◆ MATERIAL FOR THE TASK ◆
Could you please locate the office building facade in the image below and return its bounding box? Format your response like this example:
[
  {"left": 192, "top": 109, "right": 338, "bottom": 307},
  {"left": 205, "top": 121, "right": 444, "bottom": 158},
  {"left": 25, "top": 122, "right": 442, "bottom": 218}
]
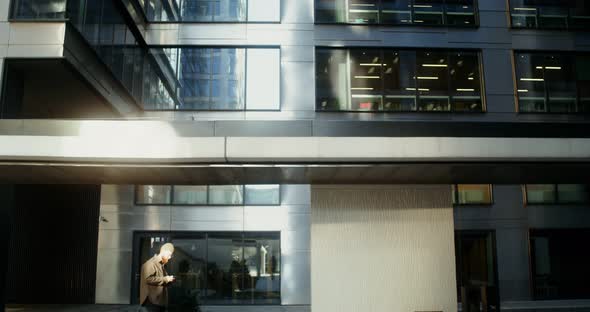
[{"left": 0, "top": 0, "right": 590, "bottom": 311}]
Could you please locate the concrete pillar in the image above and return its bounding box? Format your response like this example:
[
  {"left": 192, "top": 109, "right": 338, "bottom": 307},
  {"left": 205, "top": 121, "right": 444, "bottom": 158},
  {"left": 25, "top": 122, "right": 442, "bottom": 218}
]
[
  {"left": 0, "top": 185, "right": 14, "bottom": 311},
  {"left": 311, "top": 185, "right": 457, "bottom": 312}
]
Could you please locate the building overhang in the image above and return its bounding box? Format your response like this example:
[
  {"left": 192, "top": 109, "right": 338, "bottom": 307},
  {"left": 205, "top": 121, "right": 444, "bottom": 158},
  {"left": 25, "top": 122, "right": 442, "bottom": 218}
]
[{"left": 0, "top": 120, "right": 590, "bottom": 184}]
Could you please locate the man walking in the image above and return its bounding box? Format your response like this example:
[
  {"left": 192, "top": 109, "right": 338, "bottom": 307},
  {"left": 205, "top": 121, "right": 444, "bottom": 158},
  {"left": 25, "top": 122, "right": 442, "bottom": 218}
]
[{"left": 139, "top": 243, "right": 174, "bottom": 312}]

◆ INSTRUCTION ◆
Show every line of the items above that contains the word "building", copying each one in full.

◆ ANSWER FOR THE TASK ◆
Could you please locate the office building facade in the image below and return its bounding box? Format your response like this example:
Could you please locate the building overhang in the image above and return its bounding box? Format your response like this example:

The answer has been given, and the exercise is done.